## Description of the task
Can you copy the lines of the listing below character for character, starting with the line that contains "Can you identify in which portion of this photo the headlight" and ending with the line that contains "[554,113,600,138]", both included?

Data items
╔══

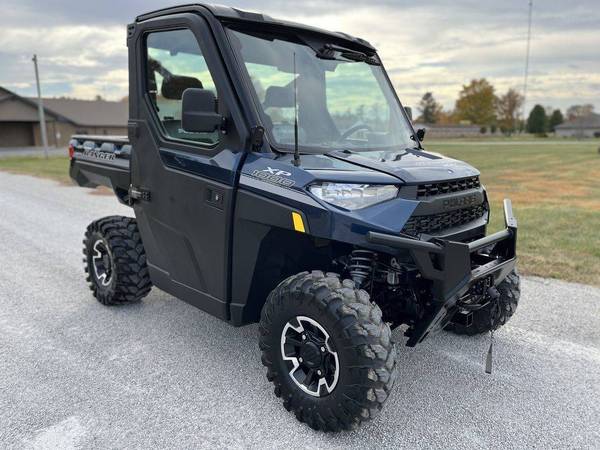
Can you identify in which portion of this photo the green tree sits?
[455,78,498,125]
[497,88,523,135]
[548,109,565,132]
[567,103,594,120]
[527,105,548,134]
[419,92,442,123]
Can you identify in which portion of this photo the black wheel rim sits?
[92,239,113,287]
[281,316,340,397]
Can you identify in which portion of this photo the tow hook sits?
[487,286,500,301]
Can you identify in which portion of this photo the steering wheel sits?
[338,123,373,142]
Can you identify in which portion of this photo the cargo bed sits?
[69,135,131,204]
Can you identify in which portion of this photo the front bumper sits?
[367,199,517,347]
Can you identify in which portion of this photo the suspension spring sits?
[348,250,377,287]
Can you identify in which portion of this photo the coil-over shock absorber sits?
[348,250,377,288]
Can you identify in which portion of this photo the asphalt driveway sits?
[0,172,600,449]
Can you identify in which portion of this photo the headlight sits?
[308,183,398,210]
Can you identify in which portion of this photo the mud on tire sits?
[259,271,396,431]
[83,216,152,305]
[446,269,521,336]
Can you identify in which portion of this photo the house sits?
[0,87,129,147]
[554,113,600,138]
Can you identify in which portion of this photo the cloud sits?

╚══
╔══

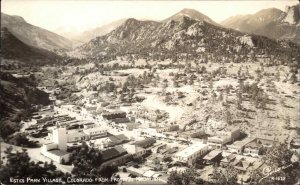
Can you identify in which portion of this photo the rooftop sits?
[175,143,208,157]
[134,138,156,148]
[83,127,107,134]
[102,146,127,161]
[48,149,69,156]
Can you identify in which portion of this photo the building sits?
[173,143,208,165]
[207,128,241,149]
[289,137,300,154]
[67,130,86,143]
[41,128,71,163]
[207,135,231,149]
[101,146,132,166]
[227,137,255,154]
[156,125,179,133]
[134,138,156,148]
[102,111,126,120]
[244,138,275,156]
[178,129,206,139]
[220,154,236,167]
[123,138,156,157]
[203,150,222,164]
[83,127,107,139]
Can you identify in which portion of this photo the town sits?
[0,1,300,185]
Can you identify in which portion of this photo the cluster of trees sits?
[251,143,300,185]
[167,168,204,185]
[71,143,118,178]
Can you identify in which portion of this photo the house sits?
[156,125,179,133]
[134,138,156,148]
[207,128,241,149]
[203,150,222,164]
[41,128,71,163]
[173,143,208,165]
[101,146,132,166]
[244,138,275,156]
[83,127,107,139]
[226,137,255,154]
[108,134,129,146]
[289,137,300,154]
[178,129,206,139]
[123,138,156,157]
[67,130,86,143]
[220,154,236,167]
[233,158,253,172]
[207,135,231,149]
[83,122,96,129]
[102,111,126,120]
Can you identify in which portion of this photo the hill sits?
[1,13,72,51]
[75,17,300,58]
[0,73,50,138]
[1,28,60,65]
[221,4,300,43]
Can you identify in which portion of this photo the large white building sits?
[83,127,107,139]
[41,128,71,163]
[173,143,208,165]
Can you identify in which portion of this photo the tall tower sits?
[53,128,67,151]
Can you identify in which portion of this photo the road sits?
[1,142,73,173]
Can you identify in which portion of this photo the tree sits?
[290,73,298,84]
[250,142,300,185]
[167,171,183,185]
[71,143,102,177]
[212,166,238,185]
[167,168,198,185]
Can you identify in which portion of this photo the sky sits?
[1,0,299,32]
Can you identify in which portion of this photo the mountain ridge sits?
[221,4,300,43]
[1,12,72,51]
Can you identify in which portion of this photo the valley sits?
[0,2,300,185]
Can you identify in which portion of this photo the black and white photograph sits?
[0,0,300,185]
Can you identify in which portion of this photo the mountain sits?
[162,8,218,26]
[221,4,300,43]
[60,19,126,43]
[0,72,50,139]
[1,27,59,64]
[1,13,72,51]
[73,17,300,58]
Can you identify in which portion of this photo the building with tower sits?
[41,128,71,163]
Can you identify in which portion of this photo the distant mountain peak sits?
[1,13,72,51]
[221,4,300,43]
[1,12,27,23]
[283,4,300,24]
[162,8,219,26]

╚══
╔══

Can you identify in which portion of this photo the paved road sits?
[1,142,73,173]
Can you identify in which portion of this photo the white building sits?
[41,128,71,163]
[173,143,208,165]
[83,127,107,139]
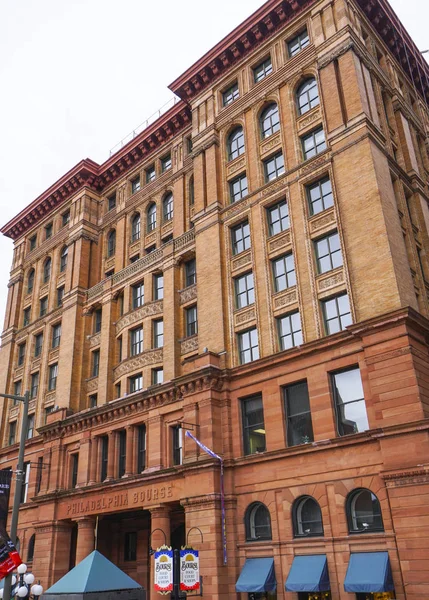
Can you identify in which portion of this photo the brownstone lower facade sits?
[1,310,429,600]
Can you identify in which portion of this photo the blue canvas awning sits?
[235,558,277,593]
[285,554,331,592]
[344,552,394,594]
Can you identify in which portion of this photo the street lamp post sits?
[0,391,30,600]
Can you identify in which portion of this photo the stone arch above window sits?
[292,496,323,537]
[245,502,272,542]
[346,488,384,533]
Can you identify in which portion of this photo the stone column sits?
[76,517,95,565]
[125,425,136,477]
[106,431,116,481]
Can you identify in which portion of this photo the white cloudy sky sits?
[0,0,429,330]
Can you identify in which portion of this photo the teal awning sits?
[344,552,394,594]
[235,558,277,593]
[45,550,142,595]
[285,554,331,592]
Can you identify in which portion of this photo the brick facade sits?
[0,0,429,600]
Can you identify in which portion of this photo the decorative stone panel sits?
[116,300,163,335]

╚══

## Correct result
Can you identify in which portion of this photo the headlight sits?
[308,183,398,210]
Can you identify in which portion of this photo the mud on tire sits?
[259,271,396,431]
[83,216,152,305]
[446,269,521,336]
Can you identify in which portion of this photo the house sits?
[0,87,129,147]
[554,113,600,138]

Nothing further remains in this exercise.